This page provides an overview and basic descriptions of the Occupational Requirements Survey (ORS) physical demand elements. The assessment of these requirements is focused on the physical demands of the job, not the physical capacities of the worker.
Physical demands refer to the level and duration of physical exertion generally required to perform critical tasks in support of critical job functions, for example - sitting, standing, walking, lifting, carrying, reaching, pushing, and pulling. These definitions correspond to the 2018 reference year estimates.
Remaining in a seated position.
Standing is to remain on one's feet in an upright position without moving about. Walking is to move about on foot.
The ability to alternate between sitting and standing is present when a worker has the flexibility to choose between sitting or standing as needed when this need cannot be accommodated by scheduled breaks and/or lunch period.
Lifting is raising or lowering an object from one level to another. Lifting can include an upward pulling motion. Carrying is to transport an object – usually by holding it in the hands or arms, or wearing it on the body.

= = = = =

■ THINGS TO DO ■
- a) List every example of a physical demand that the physical demands passage gives in its sentence defining the term.
- b) In the physical demands passage, what reference year's estimates do the definitions correspond to?
- c) Write the next portion of the physical demands passage, starting right after its final sentence.
The data after this point is separate material, unrelated to the physical demands passage.

■ Pointing and labeling entries ■
= = = = =

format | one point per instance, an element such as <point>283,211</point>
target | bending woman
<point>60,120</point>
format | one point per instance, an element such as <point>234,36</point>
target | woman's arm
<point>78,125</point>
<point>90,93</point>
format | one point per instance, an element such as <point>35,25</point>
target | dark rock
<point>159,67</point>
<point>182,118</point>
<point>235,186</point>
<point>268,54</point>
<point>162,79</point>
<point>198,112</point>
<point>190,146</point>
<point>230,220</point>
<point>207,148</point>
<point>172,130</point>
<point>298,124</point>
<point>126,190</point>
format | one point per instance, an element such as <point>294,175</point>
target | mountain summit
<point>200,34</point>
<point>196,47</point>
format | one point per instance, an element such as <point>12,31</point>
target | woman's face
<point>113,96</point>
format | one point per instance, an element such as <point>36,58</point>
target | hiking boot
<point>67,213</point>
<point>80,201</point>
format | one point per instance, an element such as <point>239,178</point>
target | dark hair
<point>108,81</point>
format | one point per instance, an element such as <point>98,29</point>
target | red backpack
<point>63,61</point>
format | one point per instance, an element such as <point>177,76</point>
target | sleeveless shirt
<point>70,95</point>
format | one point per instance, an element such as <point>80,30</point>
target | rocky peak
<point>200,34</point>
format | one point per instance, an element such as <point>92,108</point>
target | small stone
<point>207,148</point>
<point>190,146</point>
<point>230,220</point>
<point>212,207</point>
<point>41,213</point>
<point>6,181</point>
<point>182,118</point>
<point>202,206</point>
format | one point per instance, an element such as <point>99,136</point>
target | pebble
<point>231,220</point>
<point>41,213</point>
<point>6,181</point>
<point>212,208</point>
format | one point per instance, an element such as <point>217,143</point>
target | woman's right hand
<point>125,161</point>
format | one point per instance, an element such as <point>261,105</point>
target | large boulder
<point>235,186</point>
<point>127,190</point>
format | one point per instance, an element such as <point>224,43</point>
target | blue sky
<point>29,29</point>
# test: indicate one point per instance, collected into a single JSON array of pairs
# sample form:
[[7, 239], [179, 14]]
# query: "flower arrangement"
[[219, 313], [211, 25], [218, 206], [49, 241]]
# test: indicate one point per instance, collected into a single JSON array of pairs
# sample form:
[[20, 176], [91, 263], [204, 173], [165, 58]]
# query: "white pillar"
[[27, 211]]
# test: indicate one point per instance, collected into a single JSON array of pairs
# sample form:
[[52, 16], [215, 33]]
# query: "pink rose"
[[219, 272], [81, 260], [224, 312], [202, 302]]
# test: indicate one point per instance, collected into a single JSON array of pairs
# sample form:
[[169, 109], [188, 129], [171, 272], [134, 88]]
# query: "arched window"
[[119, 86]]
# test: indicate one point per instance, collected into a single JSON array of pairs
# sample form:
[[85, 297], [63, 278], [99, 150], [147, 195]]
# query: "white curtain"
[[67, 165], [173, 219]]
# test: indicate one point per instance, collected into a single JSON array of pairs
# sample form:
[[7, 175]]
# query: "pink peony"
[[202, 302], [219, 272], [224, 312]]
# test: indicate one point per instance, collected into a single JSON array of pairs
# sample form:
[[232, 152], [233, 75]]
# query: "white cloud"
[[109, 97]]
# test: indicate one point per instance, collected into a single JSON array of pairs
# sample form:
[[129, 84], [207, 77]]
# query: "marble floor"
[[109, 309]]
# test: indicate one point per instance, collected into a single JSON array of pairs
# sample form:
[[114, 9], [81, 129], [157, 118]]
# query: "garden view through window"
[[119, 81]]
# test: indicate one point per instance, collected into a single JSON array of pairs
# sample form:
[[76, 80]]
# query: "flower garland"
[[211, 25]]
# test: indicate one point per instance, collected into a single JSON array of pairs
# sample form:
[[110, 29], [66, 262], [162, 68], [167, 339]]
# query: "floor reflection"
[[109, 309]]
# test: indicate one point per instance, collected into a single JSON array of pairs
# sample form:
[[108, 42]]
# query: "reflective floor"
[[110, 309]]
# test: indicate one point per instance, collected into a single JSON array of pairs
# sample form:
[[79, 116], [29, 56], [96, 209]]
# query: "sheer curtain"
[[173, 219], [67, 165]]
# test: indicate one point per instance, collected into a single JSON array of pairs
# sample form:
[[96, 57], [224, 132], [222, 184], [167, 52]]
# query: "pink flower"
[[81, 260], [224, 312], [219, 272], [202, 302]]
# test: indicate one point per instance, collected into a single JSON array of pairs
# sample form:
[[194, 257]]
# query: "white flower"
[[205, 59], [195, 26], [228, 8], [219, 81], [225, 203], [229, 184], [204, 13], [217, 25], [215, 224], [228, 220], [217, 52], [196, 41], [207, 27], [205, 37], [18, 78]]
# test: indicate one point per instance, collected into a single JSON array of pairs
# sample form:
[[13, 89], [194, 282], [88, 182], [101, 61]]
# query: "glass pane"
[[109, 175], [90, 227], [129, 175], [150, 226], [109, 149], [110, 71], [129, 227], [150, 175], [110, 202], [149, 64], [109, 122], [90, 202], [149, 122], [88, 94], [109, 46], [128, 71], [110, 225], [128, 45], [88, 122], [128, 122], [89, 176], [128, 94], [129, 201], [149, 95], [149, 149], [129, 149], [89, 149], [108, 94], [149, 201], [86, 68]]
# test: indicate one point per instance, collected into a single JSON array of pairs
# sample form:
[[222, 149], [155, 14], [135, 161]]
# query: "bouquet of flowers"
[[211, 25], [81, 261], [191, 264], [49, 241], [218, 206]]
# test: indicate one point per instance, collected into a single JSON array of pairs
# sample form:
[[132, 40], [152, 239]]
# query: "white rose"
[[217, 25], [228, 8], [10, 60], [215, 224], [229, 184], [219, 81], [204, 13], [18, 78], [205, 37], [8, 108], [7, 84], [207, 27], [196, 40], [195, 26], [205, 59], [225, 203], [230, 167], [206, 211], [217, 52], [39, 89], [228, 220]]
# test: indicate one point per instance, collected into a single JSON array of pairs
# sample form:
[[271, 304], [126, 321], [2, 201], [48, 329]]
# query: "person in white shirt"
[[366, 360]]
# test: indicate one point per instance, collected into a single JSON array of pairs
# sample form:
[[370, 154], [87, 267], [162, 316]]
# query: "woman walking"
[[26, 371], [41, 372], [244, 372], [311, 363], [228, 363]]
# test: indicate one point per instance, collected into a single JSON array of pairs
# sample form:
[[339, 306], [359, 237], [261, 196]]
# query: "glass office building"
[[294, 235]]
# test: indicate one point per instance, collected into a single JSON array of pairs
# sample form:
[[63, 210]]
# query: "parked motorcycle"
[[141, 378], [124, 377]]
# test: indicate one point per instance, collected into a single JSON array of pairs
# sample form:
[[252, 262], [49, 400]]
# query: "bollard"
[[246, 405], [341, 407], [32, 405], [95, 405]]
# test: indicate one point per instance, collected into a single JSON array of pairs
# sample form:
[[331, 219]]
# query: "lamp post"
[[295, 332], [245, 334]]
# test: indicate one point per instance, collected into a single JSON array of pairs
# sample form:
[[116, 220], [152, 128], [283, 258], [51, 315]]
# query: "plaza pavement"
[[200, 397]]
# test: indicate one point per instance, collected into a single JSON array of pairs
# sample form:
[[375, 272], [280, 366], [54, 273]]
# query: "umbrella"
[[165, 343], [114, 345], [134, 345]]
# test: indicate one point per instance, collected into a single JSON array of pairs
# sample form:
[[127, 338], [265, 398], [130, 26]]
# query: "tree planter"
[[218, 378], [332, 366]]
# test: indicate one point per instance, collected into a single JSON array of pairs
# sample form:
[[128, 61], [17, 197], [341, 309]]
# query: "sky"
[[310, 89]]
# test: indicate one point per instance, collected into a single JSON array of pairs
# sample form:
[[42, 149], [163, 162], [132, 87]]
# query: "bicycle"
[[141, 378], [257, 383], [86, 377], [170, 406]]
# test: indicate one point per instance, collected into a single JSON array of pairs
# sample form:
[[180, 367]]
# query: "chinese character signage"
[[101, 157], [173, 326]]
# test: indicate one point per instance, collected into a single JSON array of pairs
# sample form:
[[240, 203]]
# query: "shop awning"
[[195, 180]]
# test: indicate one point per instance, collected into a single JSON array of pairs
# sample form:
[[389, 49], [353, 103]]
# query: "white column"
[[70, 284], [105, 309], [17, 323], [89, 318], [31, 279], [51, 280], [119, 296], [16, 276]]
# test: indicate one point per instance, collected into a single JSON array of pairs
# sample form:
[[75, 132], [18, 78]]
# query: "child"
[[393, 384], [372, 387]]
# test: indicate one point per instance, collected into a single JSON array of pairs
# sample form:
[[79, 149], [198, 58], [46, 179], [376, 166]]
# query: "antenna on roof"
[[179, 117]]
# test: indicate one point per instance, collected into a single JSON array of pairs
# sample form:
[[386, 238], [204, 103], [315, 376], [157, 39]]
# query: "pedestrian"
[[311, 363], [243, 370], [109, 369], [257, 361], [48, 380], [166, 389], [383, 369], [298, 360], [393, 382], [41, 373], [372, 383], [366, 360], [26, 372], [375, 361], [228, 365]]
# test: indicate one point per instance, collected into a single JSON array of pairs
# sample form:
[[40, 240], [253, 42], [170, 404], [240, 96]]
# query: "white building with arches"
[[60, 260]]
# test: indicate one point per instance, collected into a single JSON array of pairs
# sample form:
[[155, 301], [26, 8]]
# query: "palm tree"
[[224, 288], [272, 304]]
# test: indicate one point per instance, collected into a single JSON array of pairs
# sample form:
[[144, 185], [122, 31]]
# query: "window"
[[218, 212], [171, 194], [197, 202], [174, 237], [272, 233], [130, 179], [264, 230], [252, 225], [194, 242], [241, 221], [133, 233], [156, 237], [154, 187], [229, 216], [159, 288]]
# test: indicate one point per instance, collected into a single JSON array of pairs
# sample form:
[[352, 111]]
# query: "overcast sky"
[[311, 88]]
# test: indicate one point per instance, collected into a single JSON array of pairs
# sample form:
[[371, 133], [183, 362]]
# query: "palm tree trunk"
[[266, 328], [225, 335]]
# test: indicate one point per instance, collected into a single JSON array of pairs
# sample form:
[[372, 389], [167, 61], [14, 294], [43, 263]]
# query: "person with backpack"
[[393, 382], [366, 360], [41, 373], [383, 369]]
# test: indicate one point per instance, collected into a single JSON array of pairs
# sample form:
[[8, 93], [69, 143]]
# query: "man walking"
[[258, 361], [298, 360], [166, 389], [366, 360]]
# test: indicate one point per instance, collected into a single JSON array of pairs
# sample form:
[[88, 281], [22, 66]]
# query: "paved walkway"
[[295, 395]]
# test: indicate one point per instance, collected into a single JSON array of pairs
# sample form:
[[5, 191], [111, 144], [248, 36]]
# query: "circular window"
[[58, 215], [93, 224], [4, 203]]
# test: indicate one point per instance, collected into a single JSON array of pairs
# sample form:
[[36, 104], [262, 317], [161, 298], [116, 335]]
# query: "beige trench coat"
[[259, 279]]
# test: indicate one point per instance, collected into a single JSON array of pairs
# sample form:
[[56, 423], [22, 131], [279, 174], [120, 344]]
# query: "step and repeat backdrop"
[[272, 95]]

= = = = =

■ ANSWERS PROVIDED ■
- a) Sitting, standing, walking, lifting, carrying, reaching, pushing, and pulling.

- b) The 2018 reference year.

- c)
Pushing is exerting force upon an object so that the object moves away from the origin of the force. Pulling is exerting force upon an object so that the object moves toward the origin of the force. Pushing or pulling may involve use of hands or arms and/or feet or legs done with one side of the body or both sides.
Extending the arm(s) with the hand(s) higher than the head and one of these conditions exist: (1) A person bends the elbows, and the angle at the shoulders is about 90 degrees or more, or (2) A person keeps the elbow extended, and the angle at the shoulder is about 120 degrees or more.
Reaching at or below the shoulder is present when there is ‘Reaching,’ but it does not meet the threshold for ‘Overhead.’ ‘Overhead’ and ‘At or Below the Shoulder Reaching’ can be present in the same task.
Entering text or data into a computer or other machine by means of a traditional keyboard. Traditional Keyboard refers to a panel of keys used as the primary input device on a computer, typographic machine or 10-Key numeric keypad.
Seizing, holding, grasping, turning, or otherwise working with the hand(s). It is often present when lifting involves the hands. Note: Fingers are involved only to the extent that they are an extension of the hand to hold or operate a tool such as tin snips or scissors.
Touching, picking, pinching, or otherwise working primarily with fingers rather than the whole hand or arm as in gross manipulation.
Use of one or both feet or legs to move controls on machinery or equipment. Controls include, but are not limited to, pedals, buttons, levers, and cranks.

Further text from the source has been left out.